* _Text provided_:

As we slip closer and closer to the brink of the millenium, we hear more and more the cry for cultural literacy, that angel that will save our children from the abyss. The search for a transcendent Logos, a Logos that will unify us in our diversity, is in a humanist culture bound up in the search for texts that reveal those unifying, affirming, hospitable, time-tolerant values that nearly every schoolteacher, librarian, and parent can endorse. I would like to approach the question of cultural literacy as a matter of capitalized letters, capitalized in the sense that they stand tall in booktitles and, in a quasi-economic sense, that they possess the potential for future investments. Such entitlement may also apply to movies and other cultural phenomena; for the purposes of this essay, books will do.

Let me begin by introducing, from my personal library, three former bearers of cultural capitals, now, like some department stores, in ruin, but once—had the children (our grandparents) been invested in them—sources thought by the well-educated to bring a modicum of sweetness and light to America. The first, found recently as I wended my way through the back roads of Connecticut, a well-preserved The Boys' and Girls' Plutarch by John S. White (1884), declares its mission boldly, both in its title and in its instructive cover illustration. Beneath the "Plut" of the title stands, in an ornamented picture frame or doorway, silhouetted against a black background, a spear-wielding warrior in gold leaf, his eyes, his outstretched shield directed at "Boys," his spear, a perfect horizontal shaft, aimed at the "and" below "Boys." Below the "Girls," framed in a plain black circle, or keepsake medallion, a reconstructed Parthenon (so much longer than the actual ruin, one wants to describe it as "recumbent," relocated to a flat plain), in the sky above which mysteriously anthropomorphic clouds gather. In the immediate foreground, two figures mounted on two horses; in the distance, two figures, one wearing a long skirt, head for the temple. Then follow 448 pages of Lives, some in their entirety, some reduced, from that of Theseus to that of Alexander, and ending in a brief excerpt, "The Death of Caesar." In anticipation of the "whole language approach," a table entitled "Weights, [End Page 57] Measures Etc., Mentioned by Plutarch. From the Tables of Dr. Arbuthnot" occupies p. 449, followed by "A Chronological TableUIVR" (from Dacier and other writers) that reveals both that Theseus lived in 1228 B.C., which was the 2,720th year "of the world" (1884, then, was year 5,575 "of the world") and that the great flood, called "Deucalion's deluge" (Pyrhha, his mate, was there too) occurred just 261 years earlier, in 1511 B.C. Finally, a copious index sounds the roll-call (there's a pronunciation guide) of the nearly 1,500 Greek and Roman person and place names encompassed in this man-to-man-about-men (2 1/2 lbs., 9" × 7" by 1 1/4") account of approximately 1,300 years of early Western history.

* _Written problem A_:
In the essay on cultural literacy, how many pages of Lives does The Boys' and Girls' Plutarch contain?

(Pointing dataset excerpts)
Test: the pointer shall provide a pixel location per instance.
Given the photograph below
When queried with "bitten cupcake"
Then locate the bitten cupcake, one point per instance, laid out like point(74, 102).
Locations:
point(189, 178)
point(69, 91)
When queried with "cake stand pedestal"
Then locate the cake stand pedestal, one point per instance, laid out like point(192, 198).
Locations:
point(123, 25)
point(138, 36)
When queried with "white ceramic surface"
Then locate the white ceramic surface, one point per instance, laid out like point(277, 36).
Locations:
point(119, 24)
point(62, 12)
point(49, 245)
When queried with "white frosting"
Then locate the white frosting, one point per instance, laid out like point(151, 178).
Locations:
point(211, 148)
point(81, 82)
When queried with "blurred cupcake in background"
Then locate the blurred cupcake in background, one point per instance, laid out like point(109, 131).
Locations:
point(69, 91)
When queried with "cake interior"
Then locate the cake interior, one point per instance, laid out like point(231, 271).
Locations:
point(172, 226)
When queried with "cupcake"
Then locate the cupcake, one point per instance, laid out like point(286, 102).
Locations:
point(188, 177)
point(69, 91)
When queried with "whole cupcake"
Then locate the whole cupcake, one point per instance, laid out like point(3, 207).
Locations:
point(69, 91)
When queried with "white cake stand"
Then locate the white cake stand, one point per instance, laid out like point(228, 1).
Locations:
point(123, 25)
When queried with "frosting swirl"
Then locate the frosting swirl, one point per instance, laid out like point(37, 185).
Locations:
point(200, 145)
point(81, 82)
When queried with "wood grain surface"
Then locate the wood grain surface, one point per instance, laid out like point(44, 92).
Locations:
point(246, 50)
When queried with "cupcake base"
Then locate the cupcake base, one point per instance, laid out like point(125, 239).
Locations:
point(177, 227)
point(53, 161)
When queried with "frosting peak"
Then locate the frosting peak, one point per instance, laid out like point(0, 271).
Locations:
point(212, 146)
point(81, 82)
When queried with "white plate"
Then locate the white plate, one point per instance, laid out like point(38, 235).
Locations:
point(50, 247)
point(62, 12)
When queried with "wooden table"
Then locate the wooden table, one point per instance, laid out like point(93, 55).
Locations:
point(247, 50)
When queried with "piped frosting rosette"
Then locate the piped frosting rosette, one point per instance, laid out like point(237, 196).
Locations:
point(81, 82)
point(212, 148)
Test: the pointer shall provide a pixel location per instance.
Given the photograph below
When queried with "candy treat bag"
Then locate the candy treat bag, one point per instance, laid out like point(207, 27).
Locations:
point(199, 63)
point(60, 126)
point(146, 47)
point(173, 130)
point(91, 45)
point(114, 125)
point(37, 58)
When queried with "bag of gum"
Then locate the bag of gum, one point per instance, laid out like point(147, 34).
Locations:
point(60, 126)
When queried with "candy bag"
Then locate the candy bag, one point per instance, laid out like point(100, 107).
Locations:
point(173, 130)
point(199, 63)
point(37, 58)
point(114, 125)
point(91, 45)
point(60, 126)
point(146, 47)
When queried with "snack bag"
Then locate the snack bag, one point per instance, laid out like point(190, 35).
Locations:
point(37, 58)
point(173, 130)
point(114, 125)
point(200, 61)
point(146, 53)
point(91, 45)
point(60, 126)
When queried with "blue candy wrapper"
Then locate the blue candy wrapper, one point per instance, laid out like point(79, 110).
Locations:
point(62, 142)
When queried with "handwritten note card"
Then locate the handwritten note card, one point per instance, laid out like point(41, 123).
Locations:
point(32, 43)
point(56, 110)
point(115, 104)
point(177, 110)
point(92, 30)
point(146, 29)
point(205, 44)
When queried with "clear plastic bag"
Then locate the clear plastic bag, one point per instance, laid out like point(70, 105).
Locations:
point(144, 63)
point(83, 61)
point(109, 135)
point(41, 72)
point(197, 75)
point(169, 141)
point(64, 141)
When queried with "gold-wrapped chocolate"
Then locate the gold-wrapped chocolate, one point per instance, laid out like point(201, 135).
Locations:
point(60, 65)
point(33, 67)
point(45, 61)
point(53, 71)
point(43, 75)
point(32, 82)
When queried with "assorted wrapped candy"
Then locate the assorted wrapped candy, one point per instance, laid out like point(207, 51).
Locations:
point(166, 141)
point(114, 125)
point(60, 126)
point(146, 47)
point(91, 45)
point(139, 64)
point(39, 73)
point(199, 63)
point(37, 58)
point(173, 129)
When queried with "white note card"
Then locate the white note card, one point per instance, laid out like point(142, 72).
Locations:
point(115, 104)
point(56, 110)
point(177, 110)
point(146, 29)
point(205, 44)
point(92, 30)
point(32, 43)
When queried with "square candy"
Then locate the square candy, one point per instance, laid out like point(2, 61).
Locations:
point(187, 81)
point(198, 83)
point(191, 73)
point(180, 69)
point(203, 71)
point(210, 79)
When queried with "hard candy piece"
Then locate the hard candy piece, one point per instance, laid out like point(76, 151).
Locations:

* _Written problem B_:
How many lines in the entries contain the string "stand"? Reply with the number only.

* _Complete output A_:
448 pages

* _Complete output B_:
4